Request A = Count the lines in the listing that contain the string "outstretched", and reply with the number alone.

Quoted text =
..........
Concentrated liquidity provision in decentralized exchanges presents a fundamental Impulse Control problem. Liquidity Providers (LPs) face a non-trivial trade-off between maximizing fee accrual through tight price-range concentration and minimizing the friction costs of rebalancing, including gas fees and swap slippage. Existing methods typically employ heuristic or threshold strategies that fail to account for market dynamics. This paper formulates liquidity management as an optimal control problem and derives the corresponding Hamilton-Jacobi-Bellman quasi-variational inequality (HJB-QVI). We present an approximate solution RAmmStein, a Deep Reinforcement Learning method that incorporates the mean-reversion speed (theta) of an Ornstein-Uhlenbeck process among other features as input to the model. We demonstrate that the agent learns to separate the state space into regions of action and inaction. We further extend the framework with RAmmStein-Width, which jointly optimizes rebalancing timing and position width via a 6-action DDQN. We evaluate the framework using high-frequency 1Hz Coinbase trade data comprising over 6.8M trades on a realistic environment (10M TVL, 1% default width). Experimental results show that RAmmStein achieves a net ROI of 1.60%, the highest among all realistic (non-omniscient) strategies, while greedy strategies lose up to -8.4% to gas costs. Notably, the agent reduces rebalancing frequency by 85% compared to greedy rebalancing. RAmmStein-Width discovers extreme parsimony on its own, executing only 9 rebalances and $40 in gas, and degrades more slowly than all active strategies at elevated gas costs. Our results demonstrate that regime-aware laziness can significantly improve capital efficiency by preserving the returns that would otherwise be eroded by the operational costs.
..........
Supplied material =

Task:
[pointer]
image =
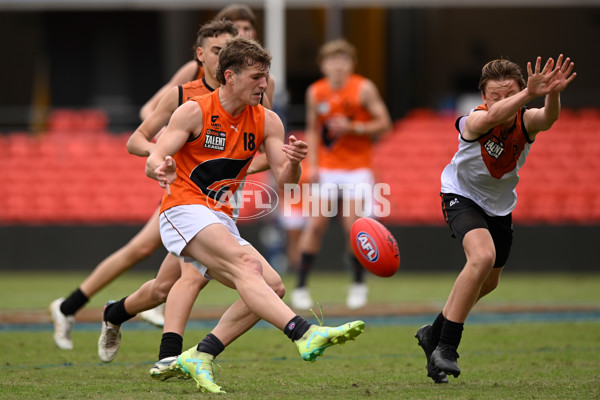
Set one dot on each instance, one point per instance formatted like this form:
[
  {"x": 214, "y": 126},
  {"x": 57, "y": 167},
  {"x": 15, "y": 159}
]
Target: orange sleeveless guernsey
[
  {"x": 211, "y": 167},
  {"x": 199, "y": 73},
  {"x": 349, "y": 151}
]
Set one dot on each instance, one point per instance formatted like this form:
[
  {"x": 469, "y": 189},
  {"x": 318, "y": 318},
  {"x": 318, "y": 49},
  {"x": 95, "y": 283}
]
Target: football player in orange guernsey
[
  {"x": 199, "y": 161},
  {"x": 479, "y": 190},
  {"x": 344, "y": 112}
]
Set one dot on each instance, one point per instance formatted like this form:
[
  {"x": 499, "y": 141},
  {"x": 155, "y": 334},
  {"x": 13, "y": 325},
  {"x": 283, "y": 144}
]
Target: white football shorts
[{"x": 179, "y": 225}]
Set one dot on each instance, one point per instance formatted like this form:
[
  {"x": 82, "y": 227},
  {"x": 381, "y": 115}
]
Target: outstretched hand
[
  {"x": 296, "y": 150},
  {"x": 563, "y": 76},
  {"x": 538, "y": 82},
  {"x": 166, "y": 173}
]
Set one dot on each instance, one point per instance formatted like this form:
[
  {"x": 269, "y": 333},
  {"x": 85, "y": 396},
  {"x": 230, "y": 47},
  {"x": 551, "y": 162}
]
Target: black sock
[
  {"x": 306, "y": 262},
  {"x": 357, "y": 269},
  {"x": 74, "y": 302},
  {"x": 436, "y": 328},
  {"x": 296, "y": 328},
  {"x": 115, "y": 313},
  {"x": 451, "y": 333},
  {"x": 171, "y": 345},
  {"x": 211, "y": 345}
]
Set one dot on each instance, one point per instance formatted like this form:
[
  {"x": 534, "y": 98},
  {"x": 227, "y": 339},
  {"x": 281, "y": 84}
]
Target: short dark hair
[
  {"x": 213, "y": 29},
  {"x": 240, "y": 53},
  {"x": 499, "y": 70},
  {"x": 237, "y": 12}
]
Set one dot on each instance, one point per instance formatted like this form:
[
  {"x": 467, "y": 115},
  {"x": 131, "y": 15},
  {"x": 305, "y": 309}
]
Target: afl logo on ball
[{"x": 367, "y": 246}]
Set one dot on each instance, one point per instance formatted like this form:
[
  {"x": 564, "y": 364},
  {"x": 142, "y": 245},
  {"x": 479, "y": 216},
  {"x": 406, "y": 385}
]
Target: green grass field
[{"x": 512, "y": 360}]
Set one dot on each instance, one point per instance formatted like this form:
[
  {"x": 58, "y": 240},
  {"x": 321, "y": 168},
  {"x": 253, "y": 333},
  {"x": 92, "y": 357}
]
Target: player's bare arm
[
  {"x": 284, "y": 159},
  {"x": 259, "y": 164},
  {"x": 506, "y": 99},
  {"x": 185, "y": 74},
  {"x": 312, "y": 137},
  {"x": 185, "y": 122},
  {"x": 140, "y": 141},
  {"x": 538, "y": 120}
]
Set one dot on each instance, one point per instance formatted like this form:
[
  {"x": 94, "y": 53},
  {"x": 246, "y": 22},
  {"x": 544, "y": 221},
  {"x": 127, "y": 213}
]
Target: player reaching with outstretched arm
[{"x": 479, "y": 190}]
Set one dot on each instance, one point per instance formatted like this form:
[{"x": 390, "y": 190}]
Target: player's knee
[
  {"x": 160, "y": 291},
  {"x": 278, "y": 288},
  {"x": 483, "y": 258},
  {"x": 251, "y": 264},
  {"x": 142, "y": 251}
]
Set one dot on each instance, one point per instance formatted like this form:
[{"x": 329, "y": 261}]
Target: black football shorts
[{"x": 463, "y": 215}]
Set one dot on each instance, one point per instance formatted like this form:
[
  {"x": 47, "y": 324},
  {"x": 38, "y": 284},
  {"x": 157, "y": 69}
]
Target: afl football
[{"x": 375, "y": 247}]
..........
Request B =
Answer these questions from the liquidity provision abstract:
(i) How many actions does the DDQN in RAmmStein-Width use?
(ii) What net ROI does RAmmStein achieve?
(iii) By what percentage does the agent reduce rebalancing frequency compared to greedy rebalancing?

Written answer A = 2

Written answer B =
(i) 6
(ii) 1.60%
(iii) 85%